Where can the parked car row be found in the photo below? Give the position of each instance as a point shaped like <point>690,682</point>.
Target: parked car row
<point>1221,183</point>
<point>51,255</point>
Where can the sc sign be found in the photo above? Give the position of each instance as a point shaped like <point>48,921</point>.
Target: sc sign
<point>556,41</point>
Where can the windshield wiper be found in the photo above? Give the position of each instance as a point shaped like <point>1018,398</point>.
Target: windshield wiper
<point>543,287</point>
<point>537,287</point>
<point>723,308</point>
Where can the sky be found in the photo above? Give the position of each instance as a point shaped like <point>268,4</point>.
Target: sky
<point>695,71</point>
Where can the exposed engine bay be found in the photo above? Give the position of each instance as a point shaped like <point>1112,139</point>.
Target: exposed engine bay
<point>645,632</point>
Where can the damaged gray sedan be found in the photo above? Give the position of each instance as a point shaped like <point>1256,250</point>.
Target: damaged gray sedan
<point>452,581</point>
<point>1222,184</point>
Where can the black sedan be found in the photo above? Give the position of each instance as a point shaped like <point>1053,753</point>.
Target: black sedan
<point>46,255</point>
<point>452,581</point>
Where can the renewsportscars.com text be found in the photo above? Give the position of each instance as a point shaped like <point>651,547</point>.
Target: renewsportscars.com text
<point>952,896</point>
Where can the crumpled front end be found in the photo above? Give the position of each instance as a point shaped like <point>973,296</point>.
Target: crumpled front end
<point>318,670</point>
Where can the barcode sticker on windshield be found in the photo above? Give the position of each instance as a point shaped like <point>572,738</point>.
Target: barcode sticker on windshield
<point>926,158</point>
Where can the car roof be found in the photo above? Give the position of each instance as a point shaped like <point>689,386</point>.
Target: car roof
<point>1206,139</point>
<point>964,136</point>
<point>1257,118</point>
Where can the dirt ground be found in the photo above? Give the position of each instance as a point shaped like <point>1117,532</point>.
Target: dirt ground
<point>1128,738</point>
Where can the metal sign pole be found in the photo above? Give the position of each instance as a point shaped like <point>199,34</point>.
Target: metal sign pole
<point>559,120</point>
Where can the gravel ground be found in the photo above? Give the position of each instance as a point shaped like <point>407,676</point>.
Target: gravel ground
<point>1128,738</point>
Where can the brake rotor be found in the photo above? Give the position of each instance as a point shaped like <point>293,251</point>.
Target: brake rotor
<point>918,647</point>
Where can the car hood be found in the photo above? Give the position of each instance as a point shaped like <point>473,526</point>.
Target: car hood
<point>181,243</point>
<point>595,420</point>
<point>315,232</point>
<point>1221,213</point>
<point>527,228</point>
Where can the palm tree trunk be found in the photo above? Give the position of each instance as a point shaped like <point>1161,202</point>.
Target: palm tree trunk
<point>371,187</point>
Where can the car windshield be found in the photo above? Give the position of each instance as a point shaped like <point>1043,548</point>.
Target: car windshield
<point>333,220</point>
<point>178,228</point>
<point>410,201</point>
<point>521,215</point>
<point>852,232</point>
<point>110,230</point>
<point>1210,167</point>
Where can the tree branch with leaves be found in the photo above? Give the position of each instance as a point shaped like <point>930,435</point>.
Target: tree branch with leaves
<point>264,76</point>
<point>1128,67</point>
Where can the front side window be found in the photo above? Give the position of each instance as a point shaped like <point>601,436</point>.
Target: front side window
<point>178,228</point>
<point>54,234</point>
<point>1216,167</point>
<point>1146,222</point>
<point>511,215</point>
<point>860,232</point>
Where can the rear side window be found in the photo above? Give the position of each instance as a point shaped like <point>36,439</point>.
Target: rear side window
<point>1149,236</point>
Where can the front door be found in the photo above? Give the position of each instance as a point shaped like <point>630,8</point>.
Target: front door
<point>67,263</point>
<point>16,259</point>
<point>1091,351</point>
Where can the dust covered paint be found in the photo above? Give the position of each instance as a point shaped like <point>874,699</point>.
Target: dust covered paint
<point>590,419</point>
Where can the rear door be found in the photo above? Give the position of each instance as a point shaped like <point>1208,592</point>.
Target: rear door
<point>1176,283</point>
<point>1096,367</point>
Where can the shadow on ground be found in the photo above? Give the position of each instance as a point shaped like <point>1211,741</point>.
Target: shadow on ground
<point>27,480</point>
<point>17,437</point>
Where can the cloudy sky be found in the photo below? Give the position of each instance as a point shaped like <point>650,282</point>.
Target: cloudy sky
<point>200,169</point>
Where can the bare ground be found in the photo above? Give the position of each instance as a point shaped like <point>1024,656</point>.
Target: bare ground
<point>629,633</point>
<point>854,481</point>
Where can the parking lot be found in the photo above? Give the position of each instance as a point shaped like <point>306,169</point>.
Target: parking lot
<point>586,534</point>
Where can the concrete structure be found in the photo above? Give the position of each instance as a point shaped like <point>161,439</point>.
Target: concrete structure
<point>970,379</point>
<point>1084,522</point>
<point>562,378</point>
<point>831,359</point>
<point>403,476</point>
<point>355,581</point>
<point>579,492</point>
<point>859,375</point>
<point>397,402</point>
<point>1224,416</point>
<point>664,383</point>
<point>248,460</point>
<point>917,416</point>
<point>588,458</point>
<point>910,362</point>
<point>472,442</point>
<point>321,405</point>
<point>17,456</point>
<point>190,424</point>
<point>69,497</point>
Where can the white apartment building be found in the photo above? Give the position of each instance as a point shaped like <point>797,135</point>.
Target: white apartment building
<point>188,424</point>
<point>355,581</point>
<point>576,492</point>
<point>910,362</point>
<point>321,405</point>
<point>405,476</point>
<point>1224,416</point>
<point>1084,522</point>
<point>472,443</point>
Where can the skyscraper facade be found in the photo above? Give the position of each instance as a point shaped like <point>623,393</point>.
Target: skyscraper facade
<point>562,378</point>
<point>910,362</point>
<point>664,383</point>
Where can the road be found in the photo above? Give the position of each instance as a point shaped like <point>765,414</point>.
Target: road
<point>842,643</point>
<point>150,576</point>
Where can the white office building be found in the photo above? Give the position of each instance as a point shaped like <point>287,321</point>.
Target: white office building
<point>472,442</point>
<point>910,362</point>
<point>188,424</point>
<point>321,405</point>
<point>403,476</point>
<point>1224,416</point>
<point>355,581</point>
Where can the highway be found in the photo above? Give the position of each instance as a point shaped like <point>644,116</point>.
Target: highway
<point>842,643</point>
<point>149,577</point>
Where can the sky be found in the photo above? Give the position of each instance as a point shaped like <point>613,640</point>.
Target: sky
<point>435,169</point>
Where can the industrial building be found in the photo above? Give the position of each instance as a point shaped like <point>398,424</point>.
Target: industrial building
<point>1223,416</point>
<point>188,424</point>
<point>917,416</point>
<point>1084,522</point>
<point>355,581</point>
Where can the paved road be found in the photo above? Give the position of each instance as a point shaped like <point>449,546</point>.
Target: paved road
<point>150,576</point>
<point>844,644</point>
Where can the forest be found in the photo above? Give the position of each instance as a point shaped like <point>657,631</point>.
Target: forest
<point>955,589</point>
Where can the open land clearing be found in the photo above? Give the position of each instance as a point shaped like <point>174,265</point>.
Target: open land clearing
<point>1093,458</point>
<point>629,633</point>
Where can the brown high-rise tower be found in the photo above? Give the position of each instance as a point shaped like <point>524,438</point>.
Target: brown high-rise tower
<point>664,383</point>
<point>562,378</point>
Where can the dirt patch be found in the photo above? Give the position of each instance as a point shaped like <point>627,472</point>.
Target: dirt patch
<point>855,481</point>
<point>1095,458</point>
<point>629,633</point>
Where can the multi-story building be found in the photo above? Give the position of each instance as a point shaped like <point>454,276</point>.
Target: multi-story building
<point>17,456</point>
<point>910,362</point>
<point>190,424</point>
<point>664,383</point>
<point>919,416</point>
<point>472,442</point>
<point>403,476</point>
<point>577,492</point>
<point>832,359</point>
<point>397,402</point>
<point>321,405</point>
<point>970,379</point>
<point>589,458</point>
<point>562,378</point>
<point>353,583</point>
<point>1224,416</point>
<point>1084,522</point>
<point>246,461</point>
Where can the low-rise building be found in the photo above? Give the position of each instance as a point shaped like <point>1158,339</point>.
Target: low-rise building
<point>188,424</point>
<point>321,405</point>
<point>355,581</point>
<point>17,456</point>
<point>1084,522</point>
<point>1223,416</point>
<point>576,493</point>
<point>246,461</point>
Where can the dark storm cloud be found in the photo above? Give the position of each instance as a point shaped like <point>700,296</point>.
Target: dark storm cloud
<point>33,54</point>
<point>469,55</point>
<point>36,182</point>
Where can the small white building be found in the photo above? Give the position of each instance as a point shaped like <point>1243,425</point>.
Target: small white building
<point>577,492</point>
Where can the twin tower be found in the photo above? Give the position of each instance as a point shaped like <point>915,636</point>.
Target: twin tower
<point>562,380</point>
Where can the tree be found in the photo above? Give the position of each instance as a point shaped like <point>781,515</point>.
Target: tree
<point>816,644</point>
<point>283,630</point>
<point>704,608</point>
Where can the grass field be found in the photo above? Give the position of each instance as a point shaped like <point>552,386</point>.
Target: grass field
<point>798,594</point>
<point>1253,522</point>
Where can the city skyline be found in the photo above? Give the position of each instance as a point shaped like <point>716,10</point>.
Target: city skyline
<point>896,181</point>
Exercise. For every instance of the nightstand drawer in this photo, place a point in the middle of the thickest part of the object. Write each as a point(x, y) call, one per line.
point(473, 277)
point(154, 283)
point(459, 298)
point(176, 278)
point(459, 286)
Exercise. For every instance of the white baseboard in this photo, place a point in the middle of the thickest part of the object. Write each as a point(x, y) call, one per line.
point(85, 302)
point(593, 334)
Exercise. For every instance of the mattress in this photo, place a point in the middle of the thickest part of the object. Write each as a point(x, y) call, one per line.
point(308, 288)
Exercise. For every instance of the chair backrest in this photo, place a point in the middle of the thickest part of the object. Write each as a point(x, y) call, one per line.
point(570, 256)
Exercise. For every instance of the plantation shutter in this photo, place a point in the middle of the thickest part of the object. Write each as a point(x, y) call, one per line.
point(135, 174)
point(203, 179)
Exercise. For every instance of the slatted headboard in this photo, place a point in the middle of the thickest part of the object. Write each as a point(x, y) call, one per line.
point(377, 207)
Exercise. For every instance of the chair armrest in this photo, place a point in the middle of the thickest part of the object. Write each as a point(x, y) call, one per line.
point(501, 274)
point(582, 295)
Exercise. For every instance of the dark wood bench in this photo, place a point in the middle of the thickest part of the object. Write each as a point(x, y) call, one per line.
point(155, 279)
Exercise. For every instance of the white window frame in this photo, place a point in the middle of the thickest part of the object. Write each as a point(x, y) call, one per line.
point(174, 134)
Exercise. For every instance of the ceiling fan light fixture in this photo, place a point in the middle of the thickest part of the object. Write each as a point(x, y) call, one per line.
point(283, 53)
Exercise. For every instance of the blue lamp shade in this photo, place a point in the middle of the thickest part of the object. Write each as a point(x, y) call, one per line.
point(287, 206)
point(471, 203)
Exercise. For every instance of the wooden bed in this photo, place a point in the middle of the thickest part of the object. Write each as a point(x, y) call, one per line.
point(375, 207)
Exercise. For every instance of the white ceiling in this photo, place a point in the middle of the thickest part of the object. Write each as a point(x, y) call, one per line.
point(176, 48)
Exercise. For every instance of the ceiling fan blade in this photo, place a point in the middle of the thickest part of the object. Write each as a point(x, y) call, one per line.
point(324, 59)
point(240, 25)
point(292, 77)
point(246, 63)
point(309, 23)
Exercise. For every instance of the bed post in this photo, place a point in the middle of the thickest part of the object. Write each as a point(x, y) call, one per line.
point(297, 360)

▶ [Task objective]:
The lines to return are those holding the string "below" anywhere in the listing above.

▶ [Task answer]:
Where can the parked car row be found in the photo below? Give the position of each instance as a point shaped like <point>690,682</point>.
Where can the cloudy sky be found in the photo below? Give the position of each instance as a point shaped like <point>650,282</point>.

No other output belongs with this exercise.